Problem statement →
Nothing should be left out. Transcribe the entries exactly as written.

Stored items
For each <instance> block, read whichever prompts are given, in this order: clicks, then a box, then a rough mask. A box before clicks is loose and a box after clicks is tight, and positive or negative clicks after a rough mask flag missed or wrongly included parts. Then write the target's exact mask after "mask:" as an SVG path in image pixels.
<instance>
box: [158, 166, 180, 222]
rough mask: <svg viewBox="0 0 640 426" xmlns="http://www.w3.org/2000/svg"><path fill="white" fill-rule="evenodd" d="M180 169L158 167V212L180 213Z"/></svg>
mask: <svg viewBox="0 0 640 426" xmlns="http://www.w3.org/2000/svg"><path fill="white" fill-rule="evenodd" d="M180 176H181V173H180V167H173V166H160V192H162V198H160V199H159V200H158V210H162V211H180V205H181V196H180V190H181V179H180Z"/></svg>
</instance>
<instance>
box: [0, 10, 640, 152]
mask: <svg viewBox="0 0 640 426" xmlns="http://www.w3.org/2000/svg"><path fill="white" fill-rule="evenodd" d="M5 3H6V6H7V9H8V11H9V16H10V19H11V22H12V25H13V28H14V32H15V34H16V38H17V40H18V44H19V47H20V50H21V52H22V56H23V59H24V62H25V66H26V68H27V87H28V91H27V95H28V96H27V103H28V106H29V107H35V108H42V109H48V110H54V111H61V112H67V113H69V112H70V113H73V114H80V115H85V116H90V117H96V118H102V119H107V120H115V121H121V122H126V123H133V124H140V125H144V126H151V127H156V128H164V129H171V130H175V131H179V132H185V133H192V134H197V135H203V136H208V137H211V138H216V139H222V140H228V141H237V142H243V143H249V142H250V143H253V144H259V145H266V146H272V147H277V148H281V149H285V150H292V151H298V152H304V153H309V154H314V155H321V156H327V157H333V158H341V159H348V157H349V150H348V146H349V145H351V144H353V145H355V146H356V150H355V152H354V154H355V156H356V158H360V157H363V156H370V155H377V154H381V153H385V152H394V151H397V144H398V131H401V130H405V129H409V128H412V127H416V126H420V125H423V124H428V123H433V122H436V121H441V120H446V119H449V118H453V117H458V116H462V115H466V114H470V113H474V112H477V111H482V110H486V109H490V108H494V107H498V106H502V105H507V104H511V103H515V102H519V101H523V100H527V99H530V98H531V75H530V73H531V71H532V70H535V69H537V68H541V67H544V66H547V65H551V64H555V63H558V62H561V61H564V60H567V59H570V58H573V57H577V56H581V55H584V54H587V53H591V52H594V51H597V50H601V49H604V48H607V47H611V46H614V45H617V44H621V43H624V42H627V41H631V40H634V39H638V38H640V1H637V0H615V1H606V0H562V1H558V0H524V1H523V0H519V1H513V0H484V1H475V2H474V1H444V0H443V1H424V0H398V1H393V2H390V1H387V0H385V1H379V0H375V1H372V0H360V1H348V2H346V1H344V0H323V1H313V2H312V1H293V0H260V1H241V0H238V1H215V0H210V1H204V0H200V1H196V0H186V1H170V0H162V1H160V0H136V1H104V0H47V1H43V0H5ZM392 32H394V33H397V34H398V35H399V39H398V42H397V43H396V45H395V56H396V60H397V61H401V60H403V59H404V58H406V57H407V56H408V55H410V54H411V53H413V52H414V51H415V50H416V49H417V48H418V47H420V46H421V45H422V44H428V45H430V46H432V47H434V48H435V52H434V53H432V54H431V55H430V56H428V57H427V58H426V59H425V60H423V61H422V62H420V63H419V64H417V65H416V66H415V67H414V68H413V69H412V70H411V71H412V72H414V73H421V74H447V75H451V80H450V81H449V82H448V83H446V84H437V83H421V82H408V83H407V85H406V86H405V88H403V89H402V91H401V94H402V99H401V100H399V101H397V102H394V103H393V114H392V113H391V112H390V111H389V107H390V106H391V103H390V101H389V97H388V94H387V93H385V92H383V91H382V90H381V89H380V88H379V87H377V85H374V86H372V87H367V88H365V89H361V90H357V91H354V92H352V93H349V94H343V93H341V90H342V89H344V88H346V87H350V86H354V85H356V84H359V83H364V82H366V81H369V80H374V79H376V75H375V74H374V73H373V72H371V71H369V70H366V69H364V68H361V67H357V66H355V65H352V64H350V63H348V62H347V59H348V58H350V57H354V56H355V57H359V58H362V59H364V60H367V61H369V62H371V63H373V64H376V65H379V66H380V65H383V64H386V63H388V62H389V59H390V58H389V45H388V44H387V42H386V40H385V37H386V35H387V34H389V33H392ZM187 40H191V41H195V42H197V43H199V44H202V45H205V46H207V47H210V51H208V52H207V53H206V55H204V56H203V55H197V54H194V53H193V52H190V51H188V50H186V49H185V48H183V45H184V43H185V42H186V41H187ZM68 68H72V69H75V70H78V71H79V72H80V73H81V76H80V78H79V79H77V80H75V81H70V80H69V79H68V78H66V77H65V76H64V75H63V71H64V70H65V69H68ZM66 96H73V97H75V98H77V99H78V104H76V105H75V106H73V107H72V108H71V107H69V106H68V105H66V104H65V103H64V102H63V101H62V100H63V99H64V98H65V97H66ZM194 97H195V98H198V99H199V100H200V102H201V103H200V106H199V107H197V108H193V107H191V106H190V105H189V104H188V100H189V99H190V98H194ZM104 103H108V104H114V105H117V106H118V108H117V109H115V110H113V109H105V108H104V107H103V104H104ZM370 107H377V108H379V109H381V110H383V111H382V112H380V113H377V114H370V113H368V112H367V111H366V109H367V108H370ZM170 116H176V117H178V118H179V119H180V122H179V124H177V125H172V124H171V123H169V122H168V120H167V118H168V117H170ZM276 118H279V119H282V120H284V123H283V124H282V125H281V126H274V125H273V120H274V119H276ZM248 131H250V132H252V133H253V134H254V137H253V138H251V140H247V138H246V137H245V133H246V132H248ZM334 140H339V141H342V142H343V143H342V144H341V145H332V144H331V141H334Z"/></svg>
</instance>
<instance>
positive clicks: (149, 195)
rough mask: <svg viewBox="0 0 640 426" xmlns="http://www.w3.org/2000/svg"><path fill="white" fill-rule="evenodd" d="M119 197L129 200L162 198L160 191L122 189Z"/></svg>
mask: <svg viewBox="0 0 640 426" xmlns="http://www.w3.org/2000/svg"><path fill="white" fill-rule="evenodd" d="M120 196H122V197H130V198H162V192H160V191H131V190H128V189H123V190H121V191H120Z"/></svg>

Solution for this task →
For each <instance> block, read whichever prompts are given, in this order: clicks, then a box, then a rough mask. A box before clicks is loose and a box after clicks is tight, and positive or negative clicks after a rough mask flag missed or wrongly included parts. Then write the target's exact mask after "mask:" as an SVG path in image pixels.
<instance>
box: [158, 166, 180, 222]
rough mask: <svg viewBox="0 0 640 426" xmlns="http://www.w3.org/2000/svg"><path fill="white" fill-rule="evenodd" d="M180 169L158 167V212L180 213Z"/></svg>
mask: <svg viewBox="0 0 640 426" xmlns="http://www.w3.org/2000/svg"><path fill="white" fill-rule="evenodd" d="M180 176H181V173H180V167H173V166H160V192H162V198H160V199H159V200H158V210H162V211H180V205H181V196H180V190H181V179H180Z"/></svg>
</instance>
<instance>
box: [0, 10, 640, 152]
mask: <svg viewBox="0 0 640 426" xmlns="http://www.w3.org/2000/svg"><path fill="white" fill-rule="evenodd" d="M5 3H6V6H7V9H8V11H9V16H10V19H11V22H12V25H13V28H14V32H15V34H16V38H17V40H18V44H19V47H20V50H21V52H22V56H23V59H24V62H25V66H26V68H27V87H28V91H27V95H28V96H27V103H28V106H29V107H35V108H42V109H48V110H54V111H61V112H67V113H69V112H70V113H73V114H80V115H85V116H90V117H96V118H102V119H107V120H115V121H121V122H126V123H133V124H140V125H144V126H151V127H156V128H164V129H171V130H175V131H179V132H185V133H192V134H197V135H203V136H208V137H211V138H216V139H222V140H228V141H237V142H243V143H249V142H250V143H253V144H259V145H266V146H272V147H277V148H281V149H285V150H292V151H298V152H304V153H309V154H314V155H321V156H327V157H333V158H341V159H348V157H349V150H348V146H349V145H351V144H353V145H355V146H356V150H355V152H354V154H355V156H356V158H360V157H363V156H370V155H377V154H381V153H385V152H394V151H397V144H398V131H401V130H405V129H409V128H412V127H416V126H420V125H423V124H428V123H433V122H436V121H441V120H446V119H449V118H453V117H458V116H462V115H466V114H470V113H474V112H477V111H482V110H486V109H490V108H494V107H498V106H502V105H507V104H511V103H515V102H519V101H523V100H527V99H530V98H531V75H530V73H531V71H532V70H535V69H537V68H541V67H544V66H547V65H551V64H555V63H558V62H561V61H564V60H567V59H570V58H573V57H577V56H581V55H584V54H587V53H591V52H594V51H597V50H601V49H604V48H607V47H611V46H614V45H617V44H621V43H624V42H627V41H631V40H634V39H638V38H640V1H637V0H615V1H606V0H562V1H558V0H524V1H523V0H519V1H513V0H484V1H475V2H474V1H444V0H443V1H424V0H398V1H393V2H390V1H387V0H385V1H379V0H375V1H372V0H360V1H348V2H346V1H344V0H323V1H313V2H312V1H293V0H260V1H241V0H238V1H215V0H210V1H204V0H200V1H196V0H186V1H170V0H162V1H160V0H136V1H104V0H47V1H43V0H5ZM392 32H394V33H397V34H398V35H399V39H398V42H397V43H396V45H395V56H396V60H397V61H401V60H403V59H404V58H406V57H407V56H408V55H410V54H411V53H413V52H414V51H415V50H416V49H417V48H418V47H420V46H421V45H422V44H428V45H430V46H432V47H434V48H435V52H434V53H432V54H431V55H430V56H428V57H427V58H426V59H425V60H423V61H422V62H420V63H419V64H417V65H416V66H415V67H414V68H413V69H412V70H411V71H412V72H414V73H421V74H447V75H451V80H450V81H449V82H448V83H446V84H437V83H421V82H408V83H407V85H406V86H405V88H403V89H402V91H401V94H402V99H401V100H399V101H397V102H394V103H393V114H392V113H391V112H390V111H389V107H390V106H391V103H390V101H389V97H388V94H387V93H385V92H383V91H382V90H381V89H380V88H379V87H377V85H374V86H372V87H367V88H365V89H361V90H357V91H354V92H352V93H349V94H343V93H341V90H342V89H344V88H346V87H350V86H354V85H356V84H359V83H364V82H366V81H369V80H374V79H376V75H375V74H374V73H373V72H371V71H369V70H366V69H364V68H361V67H357V66H355V65H352V64H350V63H348V62H347V59H348V58H350V57H354V56H355V57H359V58H362V59H364V60H367V61H369V62H371V63H373V64H376V65H379V66H380V65H383V64H386V63H388V62H389V59H390V58H389V45H388V44H387V42H386V40H385V37H386V35H387V34H389V33H392ZM187 40H191V41H195V42H197V43H199V44H202V45H205V46H207V47H210V51H208V52H207V53H206V55H204V56H203V55H197V54H194V53H193V52H190V51H188V50H186V49H185V48H183V45H184V43H185V42H186V41H187ZM68 68H72V69H75V70H78V71H79V72H80V73H81V76H80V78H79V79H77V80H75V81H70V80H69V79H68V78H66V77H65V76H64V75H63V71H64V70H65V69H68ZM66 96H73V97H75V98H77V99H78V104H76V105H75V106H73V107H72V108H71V107H69V106H68V105H66V104H65V103H64V102H63V101H62V100H63V99H64V98H65V97H66ZM194 97H195V98H198V99H199V100H200V102H201V103H200V106H199V107H197V108H193V107H191V106H190V105H189V104H188V100H189V99H190V98H194ZM104 103H108V104H114V105H117V106H118V108H117V109H115V110H113V109H105V108H104V107H103V104H104ZM370 107H377V108H379V109H381V110H383V111H382V112H380V113H377V114H370V113H368V112H367V111H366V109H367V108H370ZM170 116H176V117H178V118H179V119H180V122H179V124H177V125H172V124H171V123H169V122H168V120H167V118H168V117H170ZM276 118H279V119H282V120H284V123H283V124H282V125H281V126H274V125H273V120H274V119H276ZM248 131H250V132H252V133H253V134H254V137H253V138H251V140H247V138H246V137H245V133H246V132H248ZM334 140H339V141H342V142H343V143H342V144H341V145H332V144H331V141H334Z"/></svg>
</instance>
<instance>
positive clicks: (149, 195)
rough mask: <svg viewBox="0 0 640 426" xmlns="http://www.w3.org/2000/svg"><path fill="white" fill-rule="evenodd" d="M119 197L129 200L162 198L160 191L122 189Z"/></svg>
mask: <svg viewBox="0 0 640 426" xmlns="http://www.w3.org/2000/svg"><path fill="white" fill-rule="evenodd" d="M120 196H122V197H130V198H162V192H160V191H131V190H128V189H123V190H121V191H120Z"/></svg>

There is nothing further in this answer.